Malgré une première échappée pleine de découvertes jusqu’à Lamayuru, à l’ouest de Leh, notre curiosité reste affamée. Elle recroquerait volontiers dans quelques monastères bouddhistes nappés de paysages exquis, comme le Ladakh sait si bien en concocter. Nous repartons pour une nouvelle fournée de gompas, stupas et moulins à prières, cette fois vers le sud-est de la vallée de l’Indus. Ces monastères répondent aux noms de Chemrey, Hemis, Stakna et Thiksey.

Merci de ne pas inviter les moines-à-s’taire.
Nous accompagnons notre excursion de deux nuits à Stakna, absolument pas nécessaires, par simple envie de prendre l’air et tout notre temps.

Au monastère de Chemrey, plus de fresques que de touristes
Notre première halte monastique est la plus lointaine de cette série, mais pas au fin fond du Ladakh non plus. Comptez une petite heure de route pour atteindre le monastère de Chemrey depuis Leh. Sans oublier de crier STOOOOOOOOP au taxi quatre cents mètres avant, afin d’immortaliser sa silhouette parfaite.

Le Mont-Saint-Mi-Chemrey
Une fois l’entrée réglée (50 roupies), quelques boiseries multicolores dans les recoins de la cour nous happent déjà. Mais ce n’est qu’un début, la suite est un carnaval.


Les photos étant autorisées, nous en profitons pour mitrailler dans tous les sens : des grands Bouddhas, des petits Bouddhas, des Bouddhas en peinture, des Bouddhas en statue, des Bouddhas aux pommes…
Et nous progressons, puisque nous commençons aussi à différencier les Bouddhas des pas Bouddhas. Ici par exemple, reconnaissables à leurs chignons bleus et oreilles bien pendues, ce sont d’abondants Bouddhas bout-à-bout :

Be-bop-a-Buddha
Les pièges sont nombreux, car la plupart des personnages sont représentés en tailleur avec une gestuelle copiée sur le grand maître. Avec un chapeau à la place du chignon, lui n’est pas Bouddha :

Avec une moustache, définitivement pas Bouddha :

Et même la plus grande statue du temple principal, avec sa couronne à trois pics, n’est pas Bouddha. C’est Padmasambhava, l’homme qui a répandu la religion dans l’Himalaya. Notez son charmant bâton à trois têtes : une fraîchement coupée, une bleue en décomposition et un crâne.

## Consignes
**a.** Dans le récit de voyage au Ladakh, pourquoi faut-il crier au taxi de s'arrêter quatre cents mètres avant le monastère de Chemrey ? Répondez en une à trois phrases.
**b.** Pouvez-vous reprendre le récit de voyage au Ladakh à la suite de sa dernière phrase, dans le même ton ?

## Informations affichées
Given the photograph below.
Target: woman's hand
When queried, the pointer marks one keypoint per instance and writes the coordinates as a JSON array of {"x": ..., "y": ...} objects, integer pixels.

## Réponses par consigne
**a.** Il faut faire arrêter le taxi quatre cents mètres avant le monastère de Chemrey afin d'immortaliser sa silhouette parfaite.

**b.**
Si vous désirez poursuivre sur le chemin de l’épouvante, il y a pire sur certains murs. Voilà Mahakala, qui semble vouloir nous égorger du regard, enlacé avec son alter-monstro féminin :

Heureusement, le courroux de ce cher monsieur n’est pas dirigé contre nous, mais contre nos illusions et nos attachements. Les pauvres.
Quant à son ami à quatre têtes, Chakrasamvara, il s’est fait une spécialité de mettre en charpie les émotions négatives pour les recycler en sagesse.
Pour finir de nous rassurer, ces êtres sont d’autant plus inoffensifs qu’ils n’ont aucun moyen de nous approcher. Ils n’ont jamais existé, ce sont des personnages purement symboliques, inventés pour guider dans la pratique du bouddhisme.
Pareil pour les macchabées dansants, présents dans tous les temples. Ils rappellent qu’il faut accueillir la mort avec sérénité et même allégresse, elle n’est qu’une étape transitoire dans le cycle des réincarnations.

🎶 Et on fait tourner les squelettes… 🎶 (Putrid Sébastien)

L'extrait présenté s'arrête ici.